■ **Brief 1**: Copy out the lines of the records from the line with "locate the ocean" up to and including the line with "[67,185,107,211]", leaving out any pictures.

API tutorial: Let’s import pysubs2

This tutorial will show you how to use most of what pysubs2 library has to offer. If you are familiar with Python and Aegisub, you will hopefully find the API quite intuitive.

If you want to follow along in your REPL, make sure to have Python 3 and pysubs2 installed.

Reading subtitle file

Let’s settle on a simple subtitle file first.

>>> SIMPLE_FILE = """\
... 1
... 00:00:00,000 --> 00:01:00,000
... Once upon a time,
...
... 2
... 00:01:00,000 --> 00:02:00,000
... there was a SubRip file
... with two subtitles.
... """
>>> with open("subtitles.srt", "w") as fp:
...      fp.write(SIMPLE_FILE)

Now that we have a real file on the harddrive, let’s import pysubs2 and load it.

>>> import pysubs2
>>> subs = pysubs2.load("subtitles.srt")
>>> subs
<SSAFile with 2 events and 1 styles, last timestamp 0:02:00>

Now we have a subtitle file, the pysubs2.SSAFile object. It has two “events”, ie. subtitles. You can treat subs as a list:

>>> subs[0].text
"Once upon a time,"
>>> for line in subs:
...     print(line.text)
Once upon a time,
there was a SubRip file\\Nwith two subtitles.

Individual subtitles are pysubs2.SSAEvent objects and have the attributes you’d expect, like start, end and text. Notice that the second subtitle text doesn’t contain a newline, but literal “backlash N”, which is how SubStation represents newlines. There could also be override tags like {\i1} for italics.

Tip

If you don’t entertain SubStation, there is also a pysubs2.SSAEvent.plaintext property which hides override tags and translates newlines for you. Be warned, however, that writing to this property throws away any override tags.

>>> for line in subs:
...     print(line.plaintext)
Once upon a time,
there was a SubRip file
with two subtitles.

A point about character encoding

By default, pysubs2 uses UTF-8 character encoding when reading and writing files, which enjoys wide software support, can represent any character from Unicode, and is efficient in terms of disk space. It’s arguably “the” character encoding to use for text storage today, but it hasn’t always been like this, and it’s possible that the subtitle files you will be dealing with use some other encoding.

■ **Extracted information**:
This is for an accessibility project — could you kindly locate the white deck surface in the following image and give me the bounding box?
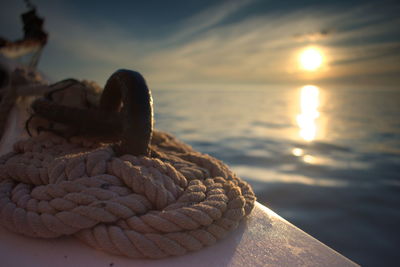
[0,92,356,267]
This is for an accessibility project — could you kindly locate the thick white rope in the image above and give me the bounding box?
[0,132,255,258]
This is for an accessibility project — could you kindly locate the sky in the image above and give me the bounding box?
[0,0,400,90]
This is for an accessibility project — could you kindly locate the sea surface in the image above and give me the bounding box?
[153,85,400,266]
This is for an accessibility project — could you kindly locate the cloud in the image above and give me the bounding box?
[2,1,400,88]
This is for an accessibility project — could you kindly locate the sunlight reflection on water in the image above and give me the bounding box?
[297,85,320,141]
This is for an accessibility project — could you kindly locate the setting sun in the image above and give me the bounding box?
[299,48,323,71]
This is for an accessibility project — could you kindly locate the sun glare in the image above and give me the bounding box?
[299,48,323,71]
[297,85,319,141]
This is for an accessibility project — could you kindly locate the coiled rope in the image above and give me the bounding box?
[0,71,255,258]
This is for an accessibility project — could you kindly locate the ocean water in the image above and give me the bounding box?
[153,85,400,266]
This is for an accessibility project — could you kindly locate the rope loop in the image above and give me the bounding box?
[0,70,255,258]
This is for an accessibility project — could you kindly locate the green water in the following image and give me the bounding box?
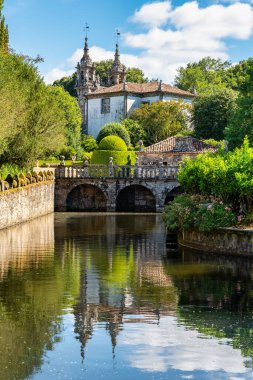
[0,213,253,380]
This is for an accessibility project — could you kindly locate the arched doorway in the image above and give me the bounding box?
[116,185,156,212]
[164,186,183,206]
[67,185,107,211]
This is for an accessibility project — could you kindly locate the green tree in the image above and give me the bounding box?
[131,101,190,145]
[121,119,146,146]
[126,67,148,83]
[0,54,67,166]
[53,73,77,98]
[49,86,82,152]
[175,57,231,94]
[225,58,253,149]
[97,123,131,146]
[81,134,98,152]
[193,89,235,140]
[178,139,253,211]
[0,0,9,53]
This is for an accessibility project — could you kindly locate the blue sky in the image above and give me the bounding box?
[4,0,253,83]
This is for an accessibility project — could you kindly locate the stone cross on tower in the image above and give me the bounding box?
[75,23,100,130]
[108,30,126,86]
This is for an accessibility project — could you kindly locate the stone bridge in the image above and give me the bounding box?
[55,163,181,212]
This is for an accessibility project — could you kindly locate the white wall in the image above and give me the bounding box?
[163,95,192,103]
[88,95,125,137]
[127,95,160,114]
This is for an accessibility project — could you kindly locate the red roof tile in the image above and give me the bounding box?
[89,82,195,97]
[143,136,218,153]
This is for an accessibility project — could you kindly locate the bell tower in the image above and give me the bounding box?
[108,30,126,86]
[75,24,100,130]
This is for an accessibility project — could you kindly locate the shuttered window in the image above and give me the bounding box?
[101,98,110,113]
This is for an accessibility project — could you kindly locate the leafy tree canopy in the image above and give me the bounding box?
[49,86,82,152]
[0,0,9,54]
[53,73,77,97]
[178,139,253,211]
[97,123,131,146]
[193,89,235,140]
[0,54,68,166]
[225,58,253,149]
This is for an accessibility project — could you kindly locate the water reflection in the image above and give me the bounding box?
[0,214,253,380]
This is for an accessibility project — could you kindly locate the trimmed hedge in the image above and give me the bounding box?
[90,150,136,165]
[99,135,127,152]
[97,123,131,146]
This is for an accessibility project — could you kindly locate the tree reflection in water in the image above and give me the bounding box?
[0,214,253,380]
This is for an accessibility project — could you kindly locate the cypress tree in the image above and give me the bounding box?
[0,0,9,53]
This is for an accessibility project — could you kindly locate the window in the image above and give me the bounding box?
[101,98,110,113]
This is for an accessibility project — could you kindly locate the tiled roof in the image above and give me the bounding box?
[89,82,195,97]
[143,136,217,153]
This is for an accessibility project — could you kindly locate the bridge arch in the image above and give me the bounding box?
[66,184,107,212]
[164,186,183,206]
[116,185,156,212]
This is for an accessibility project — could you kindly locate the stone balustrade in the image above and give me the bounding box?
[55,162,179,180]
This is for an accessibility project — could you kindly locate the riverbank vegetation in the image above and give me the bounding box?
[164,139,253,231]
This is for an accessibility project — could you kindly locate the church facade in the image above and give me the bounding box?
[76,37,195,137]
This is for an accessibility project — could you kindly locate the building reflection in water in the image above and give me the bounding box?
[55,215,178,357]
[0,214,253,379]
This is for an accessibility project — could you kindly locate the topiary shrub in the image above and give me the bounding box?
[91,150,136,165]
[81,152,93,162]
[97,123,131,146]
[81,135,98,152]
[99,135,127,152]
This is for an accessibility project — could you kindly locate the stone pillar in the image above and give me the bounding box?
[109,157,114,177]
[159,158,164,179]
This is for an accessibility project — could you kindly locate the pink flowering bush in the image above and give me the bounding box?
[163,195,237,231]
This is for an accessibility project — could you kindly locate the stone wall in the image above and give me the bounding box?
[55,177,179,212]
[178,228,253,257]
[0,181,54,229]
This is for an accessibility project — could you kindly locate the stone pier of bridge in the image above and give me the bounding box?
[55,165,181,212]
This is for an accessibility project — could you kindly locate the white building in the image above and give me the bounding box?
[76,37,195,137]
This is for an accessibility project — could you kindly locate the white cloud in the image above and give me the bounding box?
[44,67,74,84]
[46,0,253,83]
[118,317,252,379]
[132,1,171,27]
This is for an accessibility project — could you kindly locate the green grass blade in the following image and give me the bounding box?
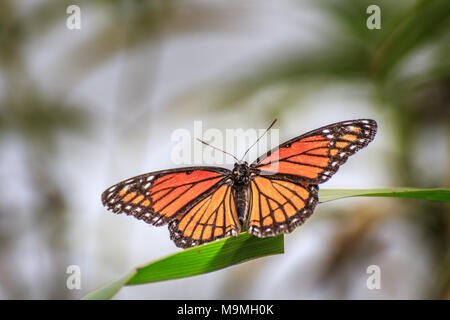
[128,233,284,284]
[83,188,450,299]
[319,188,450,202]
[82,270,136,300]
[83,232,284,300]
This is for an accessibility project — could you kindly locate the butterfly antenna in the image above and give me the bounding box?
[197,138,239,162]
[240,119,277,161]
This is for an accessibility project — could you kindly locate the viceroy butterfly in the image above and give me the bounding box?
[102,119,377,248]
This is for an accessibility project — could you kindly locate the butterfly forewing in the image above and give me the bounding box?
[169,184,240,248]
[252,119,377,184]
[102,167,229,226]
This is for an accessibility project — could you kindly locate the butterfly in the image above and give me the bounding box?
[102,119,377,248]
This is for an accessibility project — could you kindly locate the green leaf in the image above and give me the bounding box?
[82,270,137,300]
[83,232,284,300]
[83,188,450,300]
[319,188,450,202]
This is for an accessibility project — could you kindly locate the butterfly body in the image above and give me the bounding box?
[102,119,377,248]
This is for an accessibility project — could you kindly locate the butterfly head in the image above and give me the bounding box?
[232,161,250,184]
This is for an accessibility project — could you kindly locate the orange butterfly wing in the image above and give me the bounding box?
[247,176,318,237]
[251,119,377,184]
[102,167,229,226]
[169,184,240,248]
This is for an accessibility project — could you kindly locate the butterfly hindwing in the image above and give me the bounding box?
[247,176,318,237]
[102,167,229,226]
[169,184,240,248]
[251,119,377,184]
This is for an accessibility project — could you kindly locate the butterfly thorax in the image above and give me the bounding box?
[231,161,250,185]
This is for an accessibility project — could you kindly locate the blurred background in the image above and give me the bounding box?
[0,0,450,299]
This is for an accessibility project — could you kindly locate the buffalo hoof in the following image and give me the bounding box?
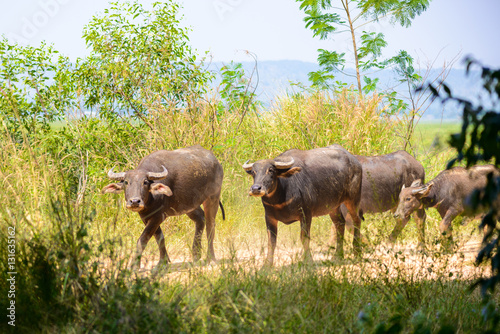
[151,260,169,276]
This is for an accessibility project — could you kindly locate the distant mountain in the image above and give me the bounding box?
[205,60,481,120]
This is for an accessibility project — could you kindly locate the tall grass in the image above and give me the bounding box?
[0,90,498,333]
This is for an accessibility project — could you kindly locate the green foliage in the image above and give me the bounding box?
[0,39,74,142]
[77,1,211,120]
[0,1,499,333]
[219,62,258,112]
[296,0,429,94]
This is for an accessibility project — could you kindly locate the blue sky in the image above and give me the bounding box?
[0,0,500,67]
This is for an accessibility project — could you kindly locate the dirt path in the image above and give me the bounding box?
[136,236,490,281]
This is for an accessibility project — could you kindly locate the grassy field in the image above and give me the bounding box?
[0,92,499,333]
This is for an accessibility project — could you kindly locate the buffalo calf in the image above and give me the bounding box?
[331,150,426,244]
[394,165,498,239]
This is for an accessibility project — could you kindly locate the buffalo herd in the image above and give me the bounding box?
[102,145,500,266]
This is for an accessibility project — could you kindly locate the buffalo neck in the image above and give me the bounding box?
[262,178,288,205]
[422,185,441,208]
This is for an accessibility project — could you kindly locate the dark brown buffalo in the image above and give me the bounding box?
[332,151,425,243]
[243,147,362,265]
[102,146,224,265]
[395,165,498,239]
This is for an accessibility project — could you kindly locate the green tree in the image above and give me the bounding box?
[77,0,211,126]
[431,58,500,298]
[296,0,429,96]
[0,38,75,142]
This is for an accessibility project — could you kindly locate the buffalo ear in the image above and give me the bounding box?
[101,183,123,194]
[149,183,174,196]
[410,179,422,187]
[414,183,434,198]
[278,167,302,177]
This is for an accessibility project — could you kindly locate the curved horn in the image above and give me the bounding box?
[148,165,168,181]
[241,159,253,170]
[108,167,125,181]
[274,158,295,169]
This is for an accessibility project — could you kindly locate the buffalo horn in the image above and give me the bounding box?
[242,159,253,170]
[148,165,168,181]
[411,186,427,195]
[108,167,125,181]
[274,158,295,169]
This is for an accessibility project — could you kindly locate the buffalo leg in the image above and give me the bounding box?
[265,215,278,266]
[134,219,162,267]
[330,207,345,258]
[203,196,219,261]
[155,226,170,264]
[345,202,361,255]
[187,207,205,262]
[300,212,312,260]
[439,208,460,240]
[329,204,354,247]
[415,208,427,246]
[389,217,409,243]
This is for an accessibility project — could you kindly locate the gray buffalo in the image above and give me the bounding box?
[102,146,224,265]
[394,165,498,239]
[332,151,426,243]
[243,147,362,265]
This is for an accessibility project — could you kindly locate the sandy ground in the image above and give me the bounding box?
[132,236,490,281]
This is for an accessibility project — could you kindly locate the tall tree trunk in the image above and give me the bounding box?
[342,0,363,99]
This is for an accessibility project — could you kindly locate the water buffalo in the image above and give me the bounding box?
[332,151,426,244]
[394,165,498,239]
[102,146,224,266]
[243,147,362,265]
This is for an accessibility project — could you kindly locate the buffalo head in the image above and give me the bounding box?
[394,180,434,218]
[242,157,302,197]
[102,166,172,212]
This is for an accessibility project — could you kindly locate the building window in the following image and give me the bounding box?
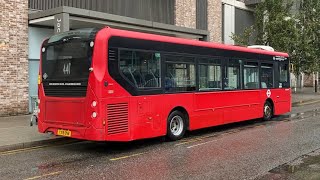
[243,62,259,89]
[120,50,161,88]
[165,56,196,91]
[261,63,273,88]
[199,58,222,91]
[224,60,241,90]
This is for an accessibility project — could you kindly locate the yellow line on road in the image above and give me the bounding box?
[0,145,49,156]
[25,171,62,180]
[110,153,145,161]
[174,138,202,146]
[296,100,320,106]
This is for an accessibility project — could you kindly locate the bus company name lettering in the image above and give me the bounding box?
[49,83,81,86]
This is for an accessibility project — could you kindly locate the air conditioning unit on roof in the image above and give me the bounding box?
[248,45,274,51]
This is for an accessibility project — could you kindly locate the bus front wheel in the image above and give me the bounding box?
[263,101,273,121]
[167,110,186,141]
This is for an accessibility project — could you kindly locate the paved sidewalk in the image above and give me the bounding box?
[0,88,320,152]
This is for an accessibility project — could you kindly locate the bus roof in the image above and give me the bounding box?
[103,27,289,57]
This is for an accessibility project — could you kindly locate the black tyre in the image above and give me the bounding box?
[263,101,273,121]
[167,111,187,141]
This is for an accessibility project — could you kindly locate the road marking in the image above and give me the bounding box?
[110,153,145,161]
[174,138,202,146]
[293,100,320,107]
[187,139,218,149]
[24,171,62,180]
[0,145,49,156]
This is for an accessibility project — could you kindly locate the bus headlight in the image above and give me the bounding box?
[91,112,98,118]
[91,101,97,107]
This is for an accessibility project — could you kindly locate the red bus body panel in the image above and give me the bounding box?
[38,28,291,141]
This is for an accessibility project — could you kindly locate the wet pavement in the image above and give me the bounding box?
[0,103,320,180]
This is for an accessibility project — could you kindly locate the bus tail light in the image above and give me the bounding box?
[38,74,41,85]
[91,112,98,118]
[91,101,97,107]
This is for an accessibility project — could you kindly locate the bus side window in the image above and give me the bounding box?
[198,58,222,91]
[165,56,196,92]
[279,63,290,88]
[120,50,161,88]
[243,62,259,89]
[224,59,241,90]
[261,63,274,88]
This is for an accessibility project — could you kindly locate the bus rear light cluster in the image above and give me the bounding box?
[91,101,97,107]
[91,112,98,118]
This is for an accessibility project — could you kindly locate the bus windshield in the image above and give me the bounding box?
[42,29,97,82]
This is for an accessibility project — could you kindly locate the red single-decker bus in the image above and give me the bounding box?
[38,27,291,141]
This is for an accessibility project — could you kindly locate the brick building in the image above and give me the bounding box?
[0,0,258,116]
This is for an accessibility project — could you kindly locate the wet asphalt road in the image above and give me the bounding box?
[0,104,320,180]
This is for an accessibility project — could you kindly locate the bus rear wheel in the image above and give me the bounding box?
[263,101,273,121]
[167,110,186,141]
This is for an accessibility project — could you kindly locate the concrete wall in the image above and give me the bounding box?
[0,0,28,116]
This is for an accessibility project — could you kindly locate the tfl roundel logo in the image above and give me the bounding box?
[266,89,271,97]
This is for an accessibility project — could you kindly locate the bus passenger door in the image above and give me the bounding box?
[193,57,223,129]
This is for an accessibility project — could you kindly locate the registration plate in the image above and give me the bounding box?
[57,129,71,137]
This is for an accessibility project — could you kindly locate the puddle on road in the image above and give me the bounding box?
[257,152,320,180]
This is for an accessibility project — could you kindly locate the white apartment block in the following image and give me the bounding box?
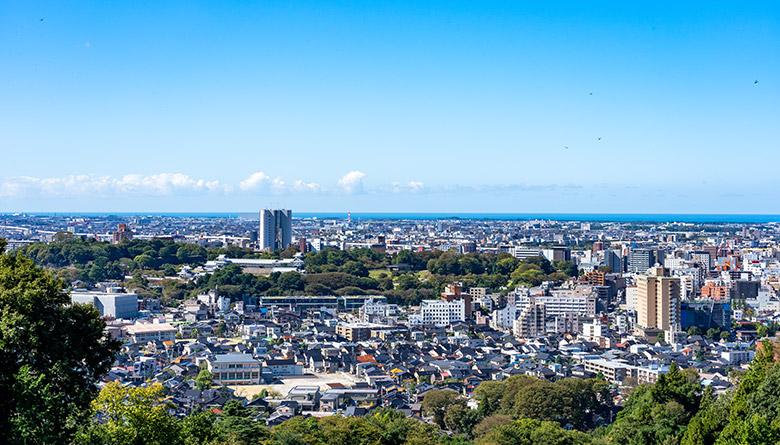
[409,299,466,327]
[516,289,596,317]
[124,322,177,343]
[206,352,263,385]
[490,304,517,330]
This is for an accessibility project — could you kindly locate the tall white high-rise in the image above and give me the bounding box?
[257,209,292,250]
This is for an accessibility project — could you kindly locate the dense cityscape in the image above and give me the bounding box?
[0,0,780,445]
[0,209,780,443]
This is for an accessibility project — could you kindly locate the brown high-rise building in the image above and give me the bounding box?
[637,267,680,330]
[114,224,133,244]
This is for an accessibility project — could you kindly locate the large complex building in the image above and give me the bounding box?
[515,286,597,317]
[70,288,138,318]
[258,295,387,314]
[628,249,656,273]
[257,209,292,250]
[125,322,178,343]
[409,300,466,327]
[206,352,263,385]
[637,267,680,331]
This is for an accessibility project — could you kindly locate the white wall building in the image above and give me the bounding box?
[409,299,466,327]
[490,304,517,329]
[70,288,138,318]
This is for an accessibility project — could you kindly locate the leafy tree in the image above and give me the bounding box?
[193,368,214,391]
[422,389,465,428]
[688,326,702,337]
[607,364,702,444]
[477,419,590,445]
[214,399,270,444]
[76,382,181,445]
[0,239,119,443]
[444,403,482,435]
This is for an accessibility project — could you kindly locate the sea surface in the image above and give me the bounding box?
[10,211,780,223]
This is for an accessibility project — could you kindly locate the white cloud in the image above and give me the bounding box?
[339,170,366,193]
[0,173,233,197]
[292,179,325,193]
[238,172,271,191]
[380,181,425,193]
[271,177,287,193]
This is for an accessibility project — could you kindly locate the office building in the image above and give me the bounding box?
[70,288,138,318]
[258,209,292,250]
[637,267,680,331]
[206,352,263,385]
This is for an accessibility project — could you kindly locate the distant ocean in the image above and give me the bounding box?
[10,210,780,223]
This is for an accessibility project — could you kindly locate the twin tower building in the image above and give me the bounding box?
[257,209,292,251]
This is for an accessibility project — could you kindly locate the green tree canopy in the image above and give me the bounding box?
[0,239,119,443]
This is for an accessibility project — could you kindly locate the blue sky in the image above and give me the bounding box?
[0,0,780,213]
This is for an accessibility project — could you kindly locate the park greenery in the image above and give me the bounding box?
[16,236,578,306]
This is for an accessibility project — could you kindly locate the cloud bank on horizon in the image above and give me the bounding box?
[0,170,432,198]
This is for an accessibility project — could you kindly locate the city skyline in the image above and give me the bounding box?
[0,2,780,214]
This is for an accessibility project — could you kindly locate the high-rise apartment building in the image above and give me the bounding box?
[257,209,292,250]
[514,300,547,338]
[604,249,623,273]
[637,267,680,331]
[628,249,655,273]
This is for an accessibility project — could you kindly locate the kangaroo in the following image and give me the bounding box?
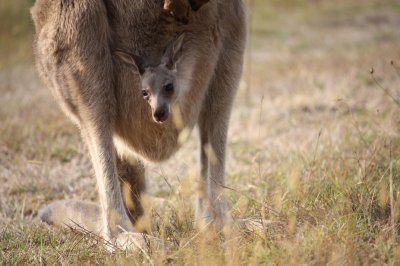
[163,0,210,24]
[31,0,246,249]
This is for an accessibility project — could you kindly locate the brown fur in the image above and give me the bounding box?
[32,0,246,249]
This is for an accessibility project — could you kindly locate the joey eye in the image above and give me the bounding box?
[164,83,174,93]
[142,89,149,97]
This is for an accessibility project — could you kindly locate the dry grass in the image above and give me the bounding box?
[0,0,400,265]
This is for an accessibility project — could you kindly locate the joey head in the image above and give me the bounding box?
[117,34,184,123]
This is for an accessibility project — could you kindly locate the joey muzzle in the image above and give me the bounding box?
[153,105,170,123]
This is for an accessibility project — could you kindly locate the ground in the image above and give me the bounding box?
[0,0,400,265]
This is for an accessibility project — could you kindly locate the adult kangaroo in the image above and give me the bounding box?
[31,0,246,249]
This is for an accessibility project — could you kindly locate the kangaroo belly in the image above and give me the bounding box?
[114,106,189,162]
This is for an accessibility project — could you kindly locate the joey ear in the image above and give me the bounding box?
[162,33,185,69]
[189,0,210,11]
[114,50,145,75]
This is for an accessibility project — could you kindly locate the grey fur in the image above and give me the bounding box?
[31,0,246,248]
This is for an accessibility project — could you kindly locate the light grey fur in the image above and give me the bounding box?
[32,0,246,248]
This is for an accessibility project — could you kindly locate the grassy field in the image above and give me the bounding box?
[0,0,400,265]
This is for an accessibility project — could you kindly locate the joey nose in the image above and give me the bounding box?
[153,108,169,123]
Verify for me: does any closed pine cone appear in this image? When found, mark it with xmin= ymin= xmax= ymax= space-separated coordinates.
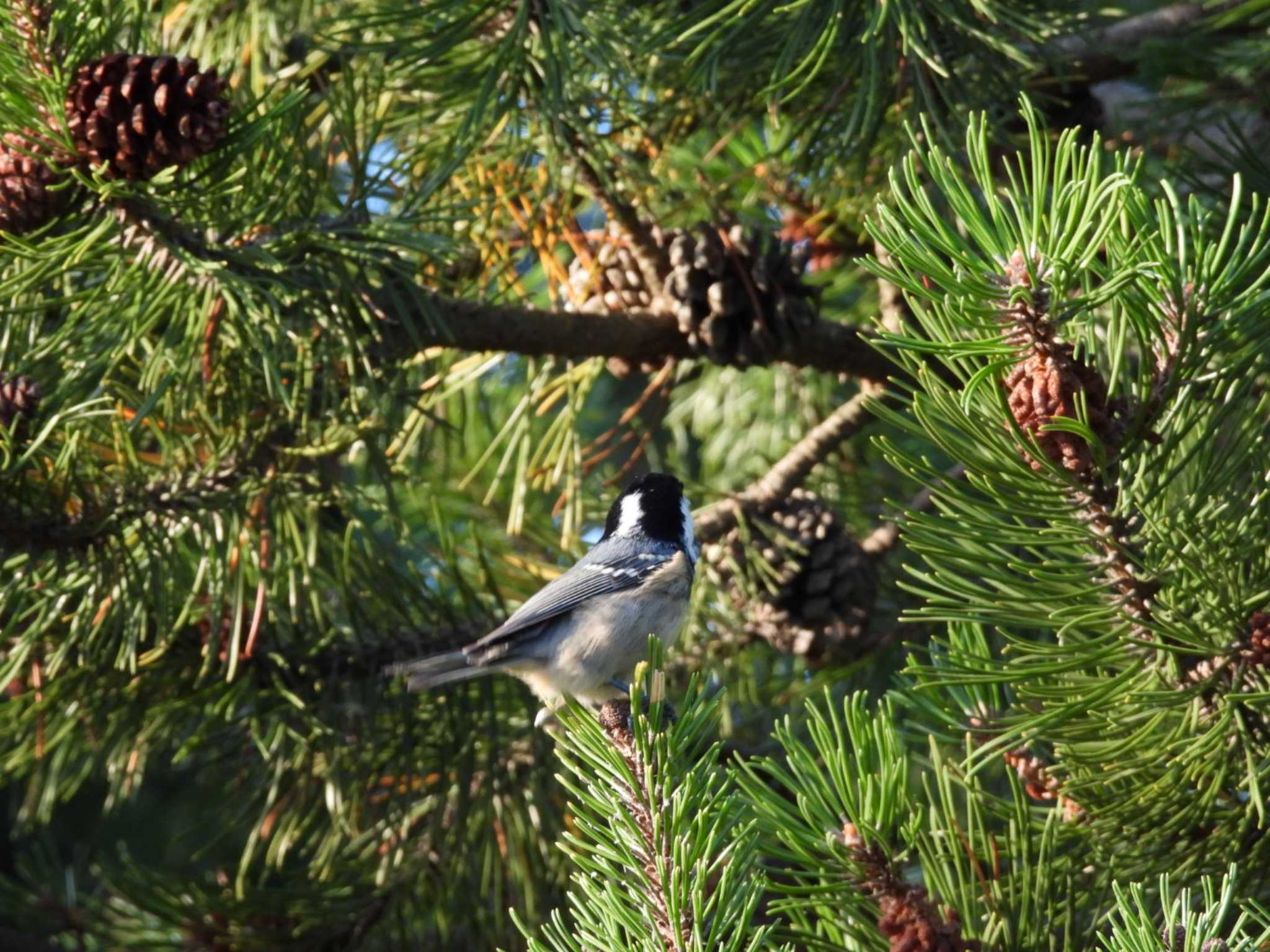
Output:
xmin=0 ymin=132 xmax=66 ymax=235
xmin=1005 ymin=344 xmax=1116 ymax=476
xmin=66 ymin=53 xmax=230 ymax=179
xmin=664 ymin=223 xmax=818 ymax=367
xmin=706 ymin=490 xmax=877 ymax=663
xmin=0 ymin=373 xmax=39 ymax=429
xmin=564 ymin=221 xmax=667 ymax=377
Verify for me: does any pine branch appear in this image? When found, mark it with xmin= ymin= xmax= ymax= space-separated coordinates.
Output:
xmin=381 ymin=296 xmax=895 ymax=381
xmin=859 ymin=464 xmax=965 ymax=558
xmin=1040 ymin=0 xmax=1241 ymax=82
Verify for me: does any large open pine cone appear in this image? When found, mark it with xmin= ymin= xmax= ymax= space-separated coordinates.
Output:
xmin=665 ymin=224 xmax=817 ymax=366
xmin=0 ymin=373 xmax=39 ymax=429
xmin=706 ymin=490 xmax=877 ymax=661
xmin=66 ymin=53 xmax=230 ymax=179
xmin=0 ymin=132 xmax=64 ymax=235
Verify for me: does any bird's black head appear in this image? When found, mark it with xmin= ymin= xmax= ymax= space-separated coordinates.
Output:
xmin=603 ymin=472 xmax=697 ymax=561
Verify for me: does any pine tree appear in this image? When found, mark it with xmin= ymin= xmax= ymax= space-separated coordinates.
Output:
xmin=0 ymin=0 xmax=1270 ymax=952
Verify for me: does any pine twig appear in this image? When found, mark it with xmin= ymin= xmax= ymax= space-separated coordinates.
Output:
xmin=859 ymin=464 xmax=965 ymax=560
xmin=696 ymin=382 xmax=888 ymax=544
xmin=600 ymin=699 xmax=692 ymax=952
xmin=838 ymin=822 xmax=983 ymax=952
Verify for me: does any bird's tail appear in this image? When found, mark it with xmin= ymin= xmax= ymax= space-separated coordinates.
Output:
xmin=383 ymin=651 xmax=497 ymax=690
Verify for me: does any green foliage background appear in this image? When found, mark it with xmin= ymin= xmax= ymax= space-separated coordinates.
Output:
xmin=0 ymin=0 xmax=1270 ymax=951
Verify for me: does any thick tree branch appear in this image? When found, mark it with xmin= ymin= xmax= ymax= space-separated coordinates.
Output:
xmin=1039 ymin=2 xmax=1238 ymax=82
xmin=401 ymin=302 xmax=897 ymax=381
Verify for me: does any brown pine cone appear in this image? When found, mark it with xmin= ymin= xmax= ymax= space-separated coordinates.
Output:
xmin=1242 ymin=612 xmax=1270 ymax=668
xmin=663 ymin=223 xmax=818 ymax=367
xmin=564 ymin=222 xmax=667 ymax=377
xmin=706 ymin=490 xmax=877 ymax=663
xmin=0 ymin=373 xmax=39 ymax=429
xmin=1005 ymin=344 xmax=1119 ymax=476
xmin=66 ymin=53 xmax=230 ymax=179
xmin=0 ymin=132 xmax=66 ymax=235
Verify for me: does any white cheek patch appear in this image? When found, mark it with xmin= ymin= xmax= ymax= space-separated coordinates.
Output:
xmin=680 ymin=496 xmax=698 ymax=563
xmin=613 ymin=493 xmax=644 ymax=538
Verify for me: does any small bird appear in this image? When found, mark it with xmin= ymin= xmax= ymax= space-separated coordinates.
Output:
xmin=389 ymin=472 xmax=697 ymax=726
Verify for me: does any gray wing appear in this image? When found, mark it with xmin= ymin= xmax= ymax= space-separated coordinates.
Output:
xmin=464 ymin=551 xmax=674 ymax=664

■ **Brief 2**:
Answer these questions about the pysubs2 tutorial:
(a) Which character encoding does pysubs2 use by default when it reads and writes files?
(b) What is lost when someone writes to the plaintext property?
(c) Which override tag does the tutorial give as an example for italics?

■ **Correct response 1**:
This is for an accessibility project — could you kindly locate the ocean water in the image above and give me the bounding box?
[153,85,400,266]
This is for an accessibility project — could you kindly locate the rope loop in the image above and give me the bounding box?
[0,70,255,258]
This is for an accessibility project — could you kindly locate the green water in the following image and give me the bounding box?
[0,213,253,380]
This is for an accessibility project — could you kindly locate the arched doorway in the image above and give me the bounding box?
[116,185,156,212]
[164,186,183,206]
[67,185,107,211]

■ **Correct response 2**:
(a) UTF-8.
(b) Any override tags.
(c) {\i1}